▶ **PROVIDED MATERIAL**:
————————
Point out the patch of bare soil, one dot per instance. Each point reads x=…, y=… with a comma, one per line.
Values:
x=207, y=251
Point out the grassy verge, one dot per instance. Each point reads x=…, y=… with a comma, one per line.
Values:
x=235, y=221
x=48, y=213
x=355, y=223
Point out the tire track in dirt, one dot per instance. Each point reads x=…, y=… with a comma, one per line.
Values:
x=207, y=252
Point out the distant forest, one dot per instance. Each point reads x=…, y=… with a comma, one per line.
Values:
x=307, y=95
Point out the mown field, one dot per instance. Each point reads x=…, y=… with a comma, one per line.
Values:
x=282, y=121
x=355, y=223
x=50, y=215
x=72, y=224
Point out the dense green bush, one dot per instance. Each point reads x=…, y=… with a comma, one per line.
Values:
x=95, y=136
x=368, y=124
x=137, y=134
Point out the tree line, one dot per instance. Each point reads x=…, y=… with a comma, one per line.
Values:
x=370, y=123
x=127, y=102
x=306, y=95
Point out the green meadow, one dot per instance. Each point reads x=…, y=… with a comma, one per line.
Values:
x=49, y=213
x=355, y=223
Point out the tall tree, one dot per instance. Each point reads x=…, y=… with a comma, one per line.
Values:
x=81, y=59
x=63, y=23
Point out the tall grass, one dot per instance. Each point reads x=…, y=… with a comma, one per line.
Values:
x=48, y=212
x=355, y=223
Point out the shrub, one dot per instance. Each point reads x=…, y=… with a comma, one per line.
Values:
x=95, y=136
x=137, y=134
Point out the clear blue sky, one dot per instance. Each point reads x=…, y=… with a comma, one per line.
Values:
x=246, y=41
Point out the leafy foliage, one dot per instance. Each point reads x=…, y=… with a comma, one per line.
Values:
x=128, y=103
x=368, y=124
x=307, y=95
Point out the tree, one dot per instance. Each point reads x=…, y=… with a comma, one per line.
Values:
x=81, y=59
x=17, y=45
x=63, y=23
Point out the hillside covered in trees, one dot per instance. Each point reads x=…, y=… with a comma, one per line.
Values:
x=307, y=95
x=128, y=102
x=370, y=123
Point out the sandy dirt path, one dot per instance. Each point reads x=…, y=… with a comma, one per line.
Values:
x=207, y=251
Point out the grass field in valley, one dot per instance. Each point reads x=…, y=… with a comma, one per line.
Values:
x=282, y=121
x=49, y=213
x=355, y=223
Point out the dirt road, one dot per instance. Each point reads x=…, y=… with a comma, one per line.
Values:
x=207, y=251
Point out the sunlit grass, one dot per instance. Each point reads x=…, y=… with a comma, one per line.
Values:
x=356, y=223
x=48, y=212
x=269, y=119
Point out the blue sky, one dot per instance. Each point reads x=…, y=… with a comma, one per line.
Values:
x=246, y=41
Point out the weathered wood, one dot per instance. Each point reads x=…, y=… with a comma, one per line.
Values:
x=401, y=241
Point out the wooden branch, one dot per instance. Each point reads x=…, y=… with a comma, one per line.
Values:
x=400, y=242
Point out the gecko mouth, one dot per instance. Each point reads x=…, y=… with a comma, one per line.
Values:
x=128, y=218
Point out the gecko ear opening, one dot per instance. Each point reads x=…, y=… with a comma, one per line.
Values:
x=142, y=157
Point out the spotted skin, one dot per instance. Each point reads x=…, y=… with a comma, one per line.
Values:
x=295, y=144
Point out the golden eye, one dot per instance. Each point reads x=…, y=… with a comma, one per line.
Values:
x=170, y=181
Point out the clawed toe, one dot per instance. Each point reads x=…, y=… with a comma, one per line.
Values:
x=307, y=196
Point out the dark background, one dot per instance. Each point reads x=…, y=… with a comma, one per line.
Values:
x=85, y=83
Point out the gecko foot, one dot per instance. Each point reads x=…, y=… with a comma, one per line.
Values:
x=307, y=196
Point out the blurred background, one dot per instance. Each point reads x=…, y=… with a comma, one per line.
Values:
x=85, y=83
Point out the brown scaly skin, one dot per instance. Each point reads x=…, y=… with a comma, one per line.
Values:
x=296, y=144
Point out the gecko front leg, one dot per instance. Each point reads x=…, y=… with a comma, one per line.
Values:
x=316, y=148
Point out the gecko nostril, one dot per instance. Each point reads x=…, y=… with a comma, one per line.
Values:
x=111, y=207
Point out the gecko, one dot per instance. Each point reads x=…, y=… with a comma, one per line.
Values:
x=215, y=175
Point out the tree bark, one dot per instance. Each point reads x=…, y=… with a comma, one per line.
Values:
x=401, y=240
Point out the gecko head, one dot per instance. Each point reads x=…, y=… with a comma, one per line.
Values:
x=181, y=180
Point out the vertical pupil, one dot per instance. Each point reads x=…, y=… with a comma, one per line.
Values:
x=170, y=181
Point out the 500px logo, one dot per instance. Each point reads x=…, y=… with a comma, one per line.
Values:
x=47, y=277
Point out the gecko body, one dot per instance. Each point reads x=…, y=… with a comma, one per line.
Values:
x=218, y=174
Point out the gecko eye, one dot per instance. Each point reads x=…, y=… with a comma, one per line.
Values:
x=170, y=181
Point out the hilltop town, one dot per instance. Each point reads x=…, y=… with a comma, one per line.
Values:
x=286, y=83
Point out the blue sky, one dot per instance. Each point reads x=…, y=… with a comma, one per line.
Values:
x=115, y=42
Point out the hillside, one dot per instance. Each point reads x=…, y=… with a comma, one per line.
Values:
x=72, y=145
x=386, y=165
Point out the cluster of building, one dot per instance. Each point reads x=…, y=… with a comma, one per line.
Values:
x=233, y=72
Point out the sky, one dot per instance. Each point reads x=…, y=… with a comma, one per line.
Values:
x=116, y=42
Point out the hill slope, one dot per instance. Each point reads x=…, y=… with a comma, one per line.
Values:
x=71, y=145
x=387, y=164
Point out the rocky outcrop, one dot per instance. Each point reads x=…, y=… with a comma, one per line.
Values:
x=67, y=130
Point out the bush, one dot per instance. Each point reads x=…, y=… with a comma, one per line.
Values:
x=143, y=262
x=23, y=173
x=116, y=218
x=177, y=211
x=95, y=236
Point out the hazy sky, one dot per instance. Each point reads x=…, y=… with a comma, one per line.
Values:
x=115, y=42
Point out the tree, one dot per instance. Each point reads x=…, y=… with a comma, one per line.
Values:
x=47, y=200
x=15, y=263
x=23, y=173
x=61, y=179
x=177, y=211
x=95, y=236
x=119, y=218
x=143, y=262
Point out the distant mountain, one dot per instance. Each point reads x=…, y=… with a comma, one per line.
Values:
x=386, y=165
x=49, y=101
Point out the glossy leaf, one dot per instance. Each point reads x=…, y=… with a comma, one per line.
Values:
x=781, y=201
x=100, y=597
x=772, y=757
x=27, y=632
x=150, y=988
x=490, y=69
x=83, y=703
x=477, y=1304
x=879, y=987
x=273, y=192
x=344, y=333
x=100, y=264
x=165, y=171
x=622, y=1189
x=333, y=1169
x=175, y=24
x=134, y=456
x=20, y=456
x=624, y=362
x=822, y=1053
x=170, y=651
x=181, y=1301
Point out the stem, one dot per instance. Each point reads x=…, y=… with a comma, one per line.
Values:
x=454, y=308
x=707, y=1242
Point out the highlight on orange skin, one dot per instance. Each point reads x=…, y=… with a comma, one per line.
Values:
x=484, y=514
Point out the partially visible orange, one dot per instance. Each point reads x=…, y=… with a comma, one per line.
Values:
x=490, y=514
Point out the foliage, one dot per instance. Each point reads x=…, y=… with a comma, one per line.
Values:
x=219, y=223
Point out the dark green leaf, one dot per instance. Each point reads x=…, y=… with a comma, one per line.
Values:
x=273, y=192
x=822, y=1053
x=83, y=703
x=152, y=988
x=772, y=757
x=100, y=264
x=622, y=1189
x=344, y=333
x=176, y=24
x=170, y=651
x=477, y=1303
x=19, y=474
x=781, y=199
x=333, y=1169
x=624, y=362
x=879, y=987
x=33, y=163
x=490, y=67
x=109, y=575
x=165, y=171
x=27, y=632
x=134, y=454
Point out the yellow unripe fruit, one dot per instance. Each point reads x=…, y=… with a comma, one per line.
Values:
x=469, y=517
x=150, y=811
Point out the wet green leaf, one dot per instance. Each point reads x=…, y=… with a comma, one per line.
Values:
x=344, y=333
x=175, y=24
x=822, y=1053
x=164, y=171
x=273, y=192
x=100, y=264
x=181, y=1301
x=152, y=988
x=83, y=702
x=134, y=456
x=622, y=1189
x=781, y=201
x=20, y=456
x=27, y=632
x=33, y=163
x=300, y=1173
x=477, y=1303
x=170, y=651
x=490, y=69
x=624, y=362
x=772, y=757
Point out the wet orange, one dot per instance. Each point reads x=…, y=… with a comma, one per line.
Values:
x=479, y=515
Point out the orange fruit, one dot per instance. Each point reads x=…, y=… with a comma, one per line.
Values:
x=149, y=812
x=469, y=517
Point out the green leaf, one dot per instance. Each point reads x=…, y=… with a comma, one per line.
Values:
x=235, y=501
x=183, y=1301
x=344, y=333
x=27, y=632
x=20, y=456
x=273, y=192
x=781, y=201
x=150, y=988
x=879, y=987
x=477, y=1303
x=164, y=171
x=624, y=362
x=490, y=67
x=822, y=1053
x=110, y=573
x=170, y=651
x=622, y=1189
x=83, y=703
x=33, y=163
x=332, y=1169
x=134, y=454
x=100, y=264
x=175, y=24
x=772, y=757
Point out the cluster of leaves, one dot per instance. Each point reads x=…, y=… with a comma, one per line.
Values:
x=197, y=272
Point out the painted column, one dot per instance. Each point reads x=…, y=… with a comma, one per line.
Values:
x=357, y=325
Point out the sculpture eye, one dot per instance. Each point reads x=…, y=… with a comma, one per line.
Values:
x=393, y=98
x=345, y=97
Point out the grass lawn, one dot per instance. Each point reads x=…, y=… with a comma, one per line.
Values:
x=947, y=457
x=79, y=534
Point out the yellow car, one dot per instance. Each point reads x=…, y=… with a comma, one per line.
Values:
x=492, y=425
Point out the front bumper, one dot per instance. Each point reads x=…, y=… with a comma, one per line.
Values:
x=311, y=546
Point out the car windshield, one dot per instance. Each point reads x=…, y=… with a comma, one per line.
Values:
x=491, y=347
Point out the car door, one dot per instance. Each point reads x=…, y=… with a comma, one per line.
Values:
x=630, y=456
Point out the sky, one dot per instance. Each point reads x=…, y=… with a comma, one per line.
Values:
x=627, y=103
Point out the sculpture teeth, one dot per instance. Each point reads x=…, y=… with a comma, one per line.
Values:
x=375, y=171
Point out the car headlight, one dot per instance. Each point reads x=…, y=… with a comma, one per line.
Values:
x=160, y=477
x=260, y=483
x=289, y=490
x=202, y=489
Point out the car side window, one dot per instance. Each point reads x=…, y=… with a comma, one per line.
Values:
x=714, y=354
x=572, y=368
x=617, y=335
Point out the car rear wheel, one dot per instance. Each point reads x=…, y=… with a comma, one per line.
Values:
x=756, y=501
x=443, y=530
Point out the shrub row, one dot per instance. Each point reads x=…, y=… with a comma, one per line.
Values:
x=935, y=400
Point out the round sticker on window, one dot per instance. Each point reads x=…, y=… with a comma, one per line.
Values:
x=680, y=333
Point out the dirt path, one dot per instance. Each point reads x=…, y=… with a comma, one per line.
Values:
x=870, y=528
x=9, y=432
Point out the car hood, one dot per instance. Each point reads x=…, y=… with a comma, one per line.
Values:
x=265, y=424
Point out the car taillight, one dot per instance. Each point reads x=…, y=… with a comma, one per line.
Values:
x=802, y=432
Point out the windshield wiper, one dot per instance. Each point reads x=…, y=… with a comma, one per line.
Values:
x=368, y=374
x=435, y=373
————————
▶ **TASK DETAILS**: Copy exactly the line containing "Point out the car rear" and every line after it, ending with the last line of the records above.

▶ **REPLY TO THE EXERCISE**:
Point out the car rear wheel, one dot per instance. Each point reads x=…, y=… with a comma, one per line.
Values:
x=756, y=501
x=443, y=530
Point out the shrub row, one dot per instance. Each point reads x=…, y=… with a comma, one per line.
Values:
x=935, y=400
Point out the round sticker on window, one dot per instance. Each point reads x=…, y=… with a comma, one per line.
Values:
x=680, y=333
Point out the dirt path, one dot per instance. Each point reads x=…, y=… with a comma, one per line.
Values:
x=870, y=528
x=9, y=432
Point out the car hood, one dot per instance. Each point reads x=…, y=… with a comma, one per line.
Values:
x=265, y=424
Point out the car taillight, one dot per instance. Each point reads x=…, y=… with a comma, one per line.
Values:
x=802, y=432
Point out the windshield wiper, one dot per instance. Each point reads x=…, y=… with a comma, one per line.
Values:
x=368, y=374
x=435, y=373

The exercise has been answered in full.